**Extrait du texte**:
**********

La première partie, déroutante, est suivie d'une heure plus ravissante. William Sheller a «coupé» son nouveau spectacle en deux. La première partie, de douze chansons, se noie dans des complications orchestrales d'où émerge Moondown, ballade brumeusement bretonne, joyau de son nouvel album Machines absurdes. La seconde partie est plus Sheller, où l'enchaînement contrasté des titres et les dix-neuf musiciens qui l'accompagnent contribuent à remettre le plaisir en place.
Peut-on rêver plus étrange composition que Moondown, ballade nostalgique, brumeusement bretonne, arrangée aux cordes, basson, guitare électrique et flûte ? William Sheller, l'homme aux baskets compensées et abusives (des Caterpillar, marque prisée des adolescents), a fait de ce joyau l'un des pivots de son nouvel album, Machines absurdes («Sur le chemin montant qui passe au pays d'Arwen entre le diable et le vent... elle est entrée au domaine…»)
Cette délicate distance prise envers les machines précisément lui a évité de tomber dans la répétition parfois diffuse qui marque l'art informatisé. Mais Moondown a jeté un sort sur la première partie du nouveau spectacle de William Sheller. Remis à (l'excellente) sauce de cette chanson star, bouffeuse de l'énergie d'autrui, les douze titres chantés lors de la première des deux heures que compte ce récital se noient dans un flot de complications orchestrales. Une heure de mélodies cassées faute d'être immédiatement intelligibles, d'où il est difficile d'extraire la beauté selon Sheller, mélange de chic rock, d'élégance symphonique, d'humour léger. Du flippant Basket-Ball au triste Nicolas, du tube Oh ! J'cours tout seul au très sansonien Photos-souvenirs, extrait de son premier album paru en 1975, ces chansons habituellement plus droites sont livrées en spirale au milieu des nouvelles (Moondown, donc, Sunfool ou To You).

**********

Mettez à jour le passage de l'article sur le spectacle de William Sheller, en partant de "La première partie, déroutante, est" et en allant jusqu'à "plaisir en place.", et remplacez "dix-neuf" par "vingt".

**********

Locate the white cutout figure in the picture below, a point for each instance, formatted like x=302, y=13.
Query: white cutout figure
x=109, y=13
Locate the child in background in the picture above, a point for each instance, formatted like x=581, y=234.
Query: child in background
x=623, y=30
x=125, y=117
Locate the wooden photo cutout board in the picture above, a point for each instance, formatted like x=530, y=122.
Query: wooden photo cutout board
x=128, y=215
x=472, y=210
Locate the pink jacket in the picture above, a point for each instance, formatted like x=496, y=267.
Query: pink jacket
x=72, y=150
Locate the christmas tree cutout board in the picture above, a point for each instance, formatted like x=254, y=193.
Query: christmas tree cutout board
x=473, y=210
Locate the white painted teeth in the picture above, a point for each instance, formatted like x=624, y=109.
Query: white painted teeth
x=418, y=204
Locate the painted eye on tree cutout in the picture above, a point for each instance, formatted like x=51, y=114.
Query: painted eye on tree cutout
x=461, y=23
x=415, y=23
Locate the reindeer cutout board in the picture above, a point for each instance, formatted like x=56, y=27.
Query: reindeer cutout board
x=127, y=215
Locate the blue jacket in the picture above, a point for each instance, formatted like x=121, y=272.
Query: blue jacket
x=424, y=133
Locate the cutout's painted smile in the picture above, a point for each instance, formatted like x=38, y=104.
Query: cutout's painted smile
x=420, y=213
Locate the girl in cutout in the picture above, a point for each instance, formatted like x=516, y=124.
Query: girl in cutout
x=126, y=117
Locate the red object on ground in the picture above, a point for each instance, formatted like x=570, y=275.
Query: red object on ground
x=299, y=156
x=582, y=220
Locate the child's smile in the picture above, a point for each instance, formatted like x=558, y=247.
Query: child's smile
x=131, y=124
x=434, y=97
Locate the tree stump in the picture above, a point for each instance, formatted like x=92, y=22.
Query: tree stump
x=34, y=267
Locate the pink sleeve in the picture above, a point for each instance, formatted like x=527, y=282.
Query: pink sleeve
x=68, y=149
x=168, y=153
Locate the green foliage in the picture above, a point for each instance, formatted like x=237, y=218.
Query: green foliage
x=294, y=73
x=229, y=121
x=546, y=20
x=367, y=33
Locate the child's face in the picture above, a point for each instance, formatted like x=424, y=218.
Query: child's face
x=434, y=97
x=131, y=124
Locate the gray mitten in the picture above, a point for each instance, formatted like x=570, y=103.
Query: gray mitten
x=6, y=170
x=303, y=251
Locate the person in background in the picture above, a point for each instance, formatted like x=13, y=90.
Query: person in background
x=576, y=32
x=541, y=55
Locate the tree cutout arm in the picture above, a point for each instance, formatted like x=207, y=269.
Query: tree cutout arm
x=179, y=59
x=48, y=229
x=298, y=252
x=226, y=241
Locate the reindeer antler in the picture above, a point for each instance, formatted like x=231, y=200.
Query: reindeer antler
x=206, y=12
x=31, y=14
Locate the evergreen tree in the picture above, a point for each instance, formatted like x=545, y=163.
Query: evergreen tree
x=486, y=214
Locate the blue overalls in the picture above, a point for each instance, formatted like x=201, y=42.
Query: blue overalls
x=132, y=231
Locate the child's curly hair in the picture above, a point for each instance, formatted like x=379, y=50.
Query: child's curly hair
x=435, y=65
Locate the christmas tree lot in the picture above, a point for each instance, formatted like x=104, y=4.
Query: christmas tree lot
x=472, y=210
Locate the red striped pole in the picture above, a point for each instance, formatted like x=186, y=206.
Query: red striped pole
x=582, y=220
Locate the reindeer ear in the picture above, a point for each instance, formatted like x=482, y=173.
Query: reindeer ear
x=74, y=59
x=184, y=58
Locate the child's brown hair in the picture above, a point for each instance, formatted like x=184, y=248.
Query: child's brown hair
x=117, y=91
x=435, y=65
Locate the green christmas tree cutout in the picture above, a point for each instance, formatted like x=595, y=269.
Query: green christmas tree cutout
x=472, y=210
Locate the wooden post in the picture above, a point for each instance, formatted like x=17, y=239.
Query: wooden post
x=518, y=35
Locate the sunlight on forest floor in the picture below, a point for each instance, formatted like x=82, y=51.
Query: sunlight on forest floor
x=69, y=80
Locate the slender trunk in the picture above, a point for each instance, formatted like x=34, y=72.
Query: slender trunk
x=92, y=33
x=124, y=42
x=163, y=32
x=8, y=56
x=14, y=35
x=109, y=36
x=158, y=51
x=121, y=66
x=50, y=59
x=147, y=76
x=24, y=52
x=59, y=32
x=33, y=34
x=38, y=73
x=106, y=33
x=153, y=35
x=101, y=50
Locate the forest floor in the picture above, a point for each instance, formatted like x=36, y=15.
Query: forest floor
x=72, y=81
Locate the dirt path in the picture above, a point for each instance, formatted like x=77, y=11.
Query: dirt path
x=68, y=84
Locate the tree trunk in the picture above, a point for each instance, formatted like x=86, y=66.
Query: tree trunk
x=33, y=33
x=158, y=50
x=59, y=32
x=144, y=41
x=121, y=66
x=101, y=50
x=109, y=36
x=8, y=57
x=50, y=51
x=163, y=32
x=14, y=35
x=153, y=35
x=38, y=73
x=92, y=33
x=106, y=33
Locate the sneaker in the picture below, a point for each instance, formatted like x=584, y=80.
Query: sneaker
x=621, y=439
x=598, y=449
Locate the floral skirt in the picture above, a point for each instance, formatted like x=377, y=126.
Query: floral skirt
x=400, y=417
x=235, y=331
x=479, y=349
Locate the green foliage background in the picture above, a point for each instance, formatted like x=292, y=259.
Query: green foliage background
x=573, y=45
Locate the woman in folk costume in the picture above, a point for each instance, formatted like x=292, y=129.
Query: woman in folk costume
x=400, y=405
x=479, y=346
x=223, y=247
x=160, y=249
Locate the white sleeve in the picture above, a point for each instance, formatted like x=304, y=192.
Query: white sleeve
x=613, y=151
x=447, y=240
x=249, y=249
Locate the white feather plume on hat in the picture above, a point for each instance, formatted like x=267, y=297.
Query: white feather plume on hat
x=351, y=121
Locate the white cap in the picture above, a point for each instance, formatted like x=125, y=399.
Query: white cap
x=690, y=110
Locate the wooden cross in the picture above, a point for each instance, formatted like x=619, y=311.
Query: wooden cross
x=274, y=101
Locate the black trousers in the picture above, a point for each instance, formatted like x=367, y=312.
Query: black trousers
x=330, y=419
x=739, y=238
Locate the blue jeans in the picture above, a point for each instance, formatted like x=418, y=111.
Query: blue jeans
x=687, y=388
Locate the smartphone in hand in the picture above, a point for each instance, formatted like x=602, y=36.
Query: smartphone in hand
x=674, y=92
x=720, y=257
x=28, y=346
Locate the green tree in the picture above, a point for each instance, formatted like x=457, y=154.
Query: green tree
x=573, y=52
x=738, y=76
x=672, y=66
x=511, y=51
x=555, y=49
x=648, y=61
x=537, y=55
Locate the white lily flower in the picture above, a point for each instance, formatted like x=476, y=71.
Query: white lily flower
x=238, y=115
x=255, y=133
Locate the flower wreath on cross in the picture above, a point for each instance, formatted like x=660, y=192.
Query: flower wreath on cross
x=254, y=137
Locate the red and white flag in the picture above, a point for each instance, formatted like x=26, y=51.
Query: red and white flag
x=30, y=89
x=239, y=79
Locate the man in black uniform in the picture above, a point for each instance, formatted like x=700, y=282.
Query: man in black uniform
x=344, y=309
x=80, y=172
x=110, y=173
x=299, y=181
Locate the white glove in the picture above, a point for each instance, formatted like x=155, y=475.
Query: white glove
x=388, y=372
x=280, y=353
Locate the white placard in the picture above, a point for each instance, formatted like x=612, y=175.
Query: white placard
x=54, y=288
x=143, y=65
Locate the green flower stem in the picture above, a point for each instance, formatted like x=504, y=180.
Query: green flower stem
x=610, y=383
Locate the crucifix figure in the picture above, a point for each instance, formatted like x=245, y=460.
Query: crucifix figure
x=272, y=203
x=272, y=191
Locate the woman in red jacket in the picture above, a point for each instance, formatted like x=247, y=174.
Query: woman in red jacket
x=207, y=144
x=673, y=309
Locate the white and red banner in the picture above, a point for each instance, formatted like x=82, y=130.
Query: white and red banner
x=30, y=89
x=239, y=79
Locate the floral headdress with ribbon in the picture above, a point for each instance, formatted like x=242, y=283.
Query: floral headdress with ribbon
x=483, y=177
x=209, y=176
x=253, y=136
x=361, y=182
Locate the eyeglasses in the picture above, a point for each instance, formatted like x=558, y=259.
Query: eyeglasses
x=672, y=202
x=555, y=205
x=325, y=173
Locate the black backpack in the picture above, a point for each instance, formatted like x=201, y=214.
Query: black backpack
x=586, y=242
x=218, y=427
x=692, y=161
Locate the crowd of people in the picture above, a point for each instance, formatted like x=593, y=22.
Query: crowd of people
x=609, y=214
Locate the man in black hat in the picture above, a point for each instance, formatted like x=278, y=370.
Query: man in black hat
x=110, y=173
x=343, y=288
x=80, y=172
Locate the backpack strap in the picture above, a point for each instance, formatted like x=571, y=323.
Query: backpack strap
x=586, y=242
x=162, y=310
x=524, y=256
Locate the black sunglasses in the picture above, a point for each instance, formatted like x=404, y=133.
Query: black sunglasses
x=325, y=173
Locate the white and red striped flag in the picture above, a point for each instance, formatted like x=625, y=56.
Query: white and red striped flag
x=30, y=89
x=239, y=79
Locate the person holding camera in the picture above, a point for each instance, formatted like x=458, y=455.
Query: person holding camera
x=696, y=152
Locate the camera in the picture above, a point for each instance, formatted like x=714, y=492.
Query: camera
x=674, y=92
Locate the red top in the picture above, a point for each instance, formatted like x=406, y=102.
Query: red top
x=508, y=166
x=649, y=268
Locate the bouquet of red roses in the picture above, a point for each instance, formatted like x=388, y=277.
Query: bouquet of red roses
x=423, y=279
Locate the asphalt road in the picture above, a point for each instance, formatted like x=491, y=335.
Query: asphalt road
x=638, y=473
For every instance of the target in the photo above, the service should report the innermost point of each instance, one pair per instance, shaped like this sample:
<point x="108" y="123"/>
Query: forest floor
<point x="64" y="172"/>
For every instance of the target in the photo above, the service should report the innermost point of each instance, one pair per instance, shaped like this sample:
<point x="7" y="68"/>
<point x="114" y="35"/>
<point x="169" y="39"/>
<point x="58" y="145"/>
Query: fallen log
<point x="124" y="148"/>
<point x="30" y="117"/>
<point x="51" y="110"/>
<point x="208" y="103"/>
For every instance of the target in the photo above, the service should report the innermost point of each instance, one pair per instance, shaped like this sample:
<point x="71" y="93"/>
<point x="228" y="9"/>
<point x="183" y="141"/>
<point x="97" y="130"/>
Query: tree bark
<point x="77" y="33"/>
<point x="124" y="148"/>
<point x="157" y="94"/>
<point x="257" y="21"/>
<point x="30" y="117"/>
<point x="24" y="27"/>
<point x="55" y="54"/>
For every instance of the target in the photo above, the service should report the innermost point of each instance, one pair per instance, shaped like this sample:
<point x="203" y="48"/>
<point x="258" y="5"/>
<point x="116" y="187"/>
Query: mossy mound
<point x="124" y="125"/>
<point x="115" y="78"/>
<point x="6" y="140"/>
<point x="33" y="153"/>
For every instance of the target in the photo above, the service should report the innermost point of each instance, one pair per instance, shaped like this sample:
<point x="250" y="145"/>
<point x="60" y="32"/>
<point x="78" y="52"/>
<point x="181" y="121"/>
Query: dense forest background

**********

**Tâche accomplie**:
La première partie, déroutante, est suivie d'une heure plus ravissante. William Sheller a «coupé» son nouveau spectacle en deux. La première partie, de douze chansons, se noie dans des complications orchestrales d'où émerge Moondown, ballade brumeusement bretonne, joyau de son nouvel album Machines absurdes. La seconde partie est plus Sheller, où l'enchaînement contrasté des titres et les vingt musiciens qui l'accompagnent contribuent à remettre le plaisir en place.